**WHAT IS EXPECTED**
In the entries below, find the line with "Target: church spire" and the line with "point(287, 6)". Return those two lines and all lines between them, exactly.

(Point-per-instance localization data)
---------------

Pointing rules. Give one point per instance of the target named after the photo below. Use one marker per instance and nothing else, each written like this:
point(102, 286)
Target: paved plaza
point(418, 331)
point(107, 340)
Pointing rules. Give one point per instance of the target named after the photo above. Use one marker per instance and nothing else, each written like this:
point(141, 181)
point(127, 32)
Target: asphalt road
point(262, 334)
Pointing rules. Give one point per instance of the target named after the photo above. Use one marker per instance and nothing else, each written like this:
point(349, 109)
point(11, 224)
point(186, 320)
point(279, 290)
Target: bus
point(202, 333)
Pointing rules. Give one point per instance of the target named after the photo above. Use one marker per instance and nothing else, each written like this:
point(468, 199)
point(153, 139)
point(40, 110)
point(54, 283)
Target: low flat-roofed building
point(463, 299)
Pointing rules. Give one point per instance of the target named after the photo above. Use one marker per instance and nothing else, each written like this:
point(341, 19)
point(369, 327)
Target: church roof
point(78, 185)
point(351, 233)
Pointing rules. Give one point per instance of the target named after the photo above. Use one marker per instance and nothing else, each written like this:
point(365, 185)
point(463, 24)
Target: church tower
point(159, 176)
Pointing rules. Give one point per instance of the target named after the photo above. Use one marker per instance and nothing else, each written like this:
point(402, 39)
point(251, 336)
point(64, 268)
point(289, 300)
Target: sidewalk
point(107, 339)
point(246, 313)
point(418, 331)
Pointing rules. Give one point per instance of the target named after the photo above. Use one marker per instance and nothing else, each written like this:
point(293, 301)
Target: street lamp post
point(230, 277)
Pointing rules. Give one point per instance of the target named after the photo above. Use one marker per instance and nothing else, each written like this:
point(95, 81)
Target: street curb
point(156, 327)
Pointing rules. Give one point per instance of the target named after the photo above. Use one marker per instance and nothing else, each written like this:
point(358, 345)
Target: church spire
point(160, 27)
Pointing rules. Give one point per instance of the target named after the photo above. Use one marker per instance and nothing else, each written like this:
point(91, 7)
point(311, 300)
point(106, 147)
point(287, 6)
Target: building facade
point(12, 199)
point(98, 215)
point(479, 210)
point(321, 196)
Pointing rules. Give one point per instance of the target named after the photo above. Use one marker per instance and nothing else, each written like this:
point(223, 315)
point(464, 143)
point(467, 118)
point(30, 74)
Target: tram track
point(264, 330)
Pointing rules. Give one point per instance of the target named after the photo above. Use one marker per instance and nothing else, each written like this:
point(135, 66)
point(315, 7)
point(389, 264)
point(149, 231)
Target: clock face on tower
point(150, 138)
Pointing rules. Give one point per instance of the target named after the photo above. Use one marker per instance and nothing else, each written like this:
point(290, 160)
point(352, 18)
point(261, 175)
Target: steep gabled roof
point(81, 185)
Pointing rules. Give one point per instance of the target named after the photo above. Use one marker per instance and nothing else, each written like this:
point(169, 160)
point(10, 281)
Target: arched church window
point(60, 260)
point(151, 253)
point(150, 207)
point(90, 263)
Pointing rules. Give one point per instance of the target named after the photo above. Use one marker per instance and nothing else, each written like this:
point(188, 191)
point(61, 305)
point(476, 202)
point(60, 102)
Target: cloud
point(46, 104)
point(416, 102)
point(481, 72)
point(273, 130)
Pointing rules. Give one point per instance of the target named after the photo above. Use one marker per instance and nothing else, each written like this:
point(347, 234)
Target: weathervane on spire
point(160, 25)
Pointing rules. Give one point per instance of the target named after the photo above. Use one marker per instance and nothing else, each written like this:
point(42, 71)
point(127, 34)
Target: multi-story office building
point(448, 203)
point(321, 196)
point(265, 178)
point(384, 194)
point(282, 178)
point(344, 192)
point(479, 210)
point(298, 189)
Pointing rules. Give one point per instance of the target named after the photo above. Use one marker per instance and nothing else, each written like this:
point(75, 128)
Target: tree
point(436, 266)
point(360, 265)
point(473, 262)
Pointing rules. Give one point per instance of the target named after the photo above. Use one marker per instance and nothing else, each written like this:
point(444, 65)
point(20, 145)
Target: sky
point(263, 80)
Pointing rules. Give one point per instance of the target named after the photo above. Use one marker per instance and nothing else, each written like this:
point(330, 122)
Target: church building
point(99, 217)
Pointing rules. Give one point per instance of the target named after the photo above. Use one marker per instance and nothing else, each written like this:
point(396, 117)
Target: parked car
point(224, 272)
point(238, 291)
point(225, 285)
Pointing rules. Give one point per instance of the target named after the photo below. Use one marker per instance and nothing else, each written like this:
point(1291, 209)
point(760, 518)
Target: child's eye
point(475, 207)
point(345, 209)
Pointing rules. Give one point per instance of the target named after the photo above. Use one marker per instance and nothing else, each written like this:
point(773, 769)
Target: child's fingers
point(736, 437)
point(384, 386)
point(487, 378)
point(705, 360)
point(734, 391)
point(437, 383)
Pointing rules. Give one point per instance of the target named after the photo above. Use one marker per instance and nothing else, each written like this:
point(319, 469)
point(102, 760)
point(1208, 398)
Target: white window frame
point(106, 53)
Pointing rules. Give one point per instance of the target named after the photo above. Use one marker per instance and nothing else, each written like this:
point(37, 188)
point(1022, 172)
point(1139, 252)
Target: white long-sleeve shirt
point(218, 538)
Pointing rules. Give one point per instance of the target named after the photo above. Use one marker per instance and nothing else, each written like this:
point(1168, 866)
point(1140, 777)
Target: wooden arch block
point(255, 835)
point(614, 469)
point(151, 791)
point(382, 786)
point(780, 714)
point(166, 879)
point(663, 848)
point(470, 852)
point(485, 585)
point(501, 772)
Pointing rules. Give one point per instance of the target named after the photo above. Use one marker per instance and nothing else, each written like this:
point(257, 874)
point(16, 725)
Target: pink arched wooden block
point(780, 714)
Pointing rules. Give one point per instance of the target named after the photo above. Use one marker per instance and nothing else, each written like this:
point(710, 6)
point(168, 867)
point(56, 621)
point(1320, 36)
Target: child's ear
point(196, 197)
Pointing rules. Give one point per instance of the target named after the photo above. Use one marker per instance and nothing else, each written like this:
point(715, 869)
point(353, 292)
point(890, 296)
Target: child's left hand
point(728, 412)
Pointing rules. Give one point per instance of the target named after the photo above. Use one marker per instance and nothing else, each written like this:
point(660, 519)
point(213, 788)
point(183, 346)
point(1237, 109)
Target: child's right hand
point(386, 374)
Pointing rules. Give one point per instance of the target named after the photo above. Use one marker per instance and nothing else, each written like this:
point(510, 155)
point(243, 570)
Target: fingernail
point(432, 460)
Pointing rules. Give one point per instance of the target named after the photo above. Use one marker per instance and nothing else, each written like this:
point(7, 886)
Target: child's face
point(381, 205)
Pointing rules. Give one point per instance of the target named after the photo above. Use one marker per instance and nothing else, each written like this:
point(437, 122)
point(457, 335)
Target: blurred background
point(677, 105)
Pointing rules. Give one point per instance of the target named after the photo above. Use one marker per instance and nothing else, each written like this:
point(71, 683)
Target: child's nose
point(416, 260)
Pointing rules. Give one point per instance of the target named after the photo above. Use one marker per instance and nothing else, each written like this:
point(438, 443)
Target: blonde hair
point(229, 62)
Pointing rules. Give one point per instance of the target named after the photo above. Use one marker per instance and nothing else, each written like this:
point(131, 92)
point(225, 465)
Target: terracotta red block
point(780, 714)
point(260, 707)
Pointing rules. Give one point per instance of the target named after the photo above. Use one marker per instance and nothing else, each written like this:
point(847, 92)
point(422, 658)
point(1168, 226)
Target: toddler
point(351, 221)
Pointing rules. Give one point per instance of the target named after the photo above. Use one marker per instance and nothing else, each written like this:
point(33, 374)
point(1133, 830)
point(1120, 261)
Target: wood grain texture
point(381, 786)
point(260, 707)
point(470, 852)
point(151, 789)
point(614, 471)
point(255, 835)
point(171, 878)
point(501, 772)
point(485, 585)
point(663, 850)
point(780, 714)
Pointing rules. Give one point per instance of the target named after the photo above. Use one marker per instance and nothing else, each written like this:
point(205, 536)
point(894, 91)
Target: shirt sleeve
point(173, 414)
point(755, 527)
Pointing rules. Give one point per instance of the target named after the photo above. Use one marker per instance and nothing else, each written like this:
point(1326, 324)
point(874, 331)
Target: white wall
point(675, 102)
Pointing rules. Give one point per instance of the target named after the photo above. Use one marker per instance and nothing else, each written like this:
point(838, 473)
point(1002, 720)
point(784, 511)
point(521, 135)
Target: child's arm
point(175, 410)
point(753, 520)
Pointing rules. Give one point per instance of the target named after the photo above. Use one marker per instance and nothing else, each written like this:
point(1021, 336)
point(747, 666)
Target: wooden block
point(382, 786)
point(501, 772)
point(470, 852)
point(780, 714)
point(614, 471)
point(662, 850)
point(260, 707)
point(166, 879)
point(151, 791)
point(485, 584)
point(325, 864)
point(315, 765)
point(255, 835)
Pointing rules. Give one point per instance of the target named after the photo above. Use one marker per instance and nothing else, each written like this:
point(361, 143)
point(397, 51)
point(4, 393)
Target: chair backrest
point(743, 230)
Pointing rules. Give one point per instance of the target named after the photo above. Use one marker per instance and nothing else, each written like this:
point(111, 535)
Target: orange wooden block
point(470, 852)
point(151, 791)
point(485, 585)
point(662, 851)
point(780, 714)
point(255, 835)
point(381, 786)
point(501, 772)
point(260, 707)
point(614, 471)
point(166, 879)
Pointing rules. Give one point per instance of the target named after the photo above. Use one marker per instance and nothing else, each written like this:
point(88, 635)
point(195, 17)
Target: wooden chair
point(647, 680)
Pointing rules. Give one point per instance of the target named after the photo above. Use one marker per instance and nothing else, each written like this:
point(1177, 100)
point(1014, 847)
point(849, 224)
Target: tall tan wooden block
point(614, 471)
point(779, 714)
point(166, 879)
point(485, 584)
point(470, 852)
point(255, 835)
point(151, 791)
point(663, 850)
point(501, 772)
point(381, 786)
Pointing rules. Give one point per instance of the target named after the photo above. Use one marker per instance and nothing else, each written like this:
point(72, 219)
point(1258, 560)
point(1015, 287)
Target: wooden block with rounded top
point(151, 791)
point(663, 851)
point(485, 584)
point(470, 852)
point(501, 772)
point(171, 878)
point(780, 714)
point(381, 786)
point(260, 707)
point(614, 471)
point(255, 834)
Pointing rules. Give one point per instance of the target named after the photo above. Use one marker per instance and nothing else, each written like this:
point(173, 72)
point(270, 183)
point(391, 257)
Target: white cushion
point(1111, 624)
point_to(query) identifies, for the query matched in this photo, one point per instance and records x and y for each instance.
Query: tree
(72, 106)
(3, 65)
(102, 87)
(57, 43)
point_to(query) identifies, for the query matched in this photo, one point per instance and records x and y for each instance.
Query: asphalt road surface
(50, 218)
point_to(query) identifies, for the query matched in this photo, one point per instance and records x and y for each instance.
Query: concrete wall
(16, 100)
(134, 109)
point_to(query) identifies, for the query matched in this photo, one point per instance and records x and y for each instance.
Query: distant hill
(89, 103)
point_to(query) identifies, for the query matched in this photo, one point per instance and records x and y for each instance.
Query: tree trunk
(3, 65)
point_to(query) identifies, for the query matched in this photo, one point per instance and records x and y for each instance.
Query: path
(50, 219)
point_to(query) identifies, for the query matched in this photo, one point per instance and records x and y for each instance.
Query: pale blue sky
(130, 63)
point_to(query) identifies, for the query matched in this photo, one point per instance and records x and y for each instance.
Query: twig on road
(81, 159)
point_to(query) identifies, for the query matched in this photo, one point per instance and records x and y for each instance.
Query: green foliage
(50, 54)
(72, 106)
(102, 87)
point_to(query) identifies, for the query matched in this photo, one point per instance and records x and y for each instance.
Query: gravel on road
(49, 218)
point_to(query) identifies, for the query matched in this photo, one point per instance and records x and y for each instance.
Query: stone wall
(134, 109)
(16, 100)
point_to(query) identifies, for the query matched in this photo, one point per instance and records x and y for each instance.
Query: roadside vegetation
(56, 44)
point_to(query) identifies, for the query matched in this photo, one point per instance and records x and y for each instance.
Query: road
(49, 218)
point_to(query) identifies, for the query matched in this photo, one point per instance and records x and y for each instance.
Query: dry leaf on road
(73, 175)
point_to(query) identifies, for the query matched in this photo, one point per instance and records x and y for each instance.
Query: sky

---------------

**TASK SOLUTION**
Target: church spire
point(160, 27)
Pointing rules. Give one point per instance of the target named after the photo above. Use one marker per instance and nothing else, each written like this:
point(91, 7)
point(311, 300)
point(106, 147)
point(287, 6)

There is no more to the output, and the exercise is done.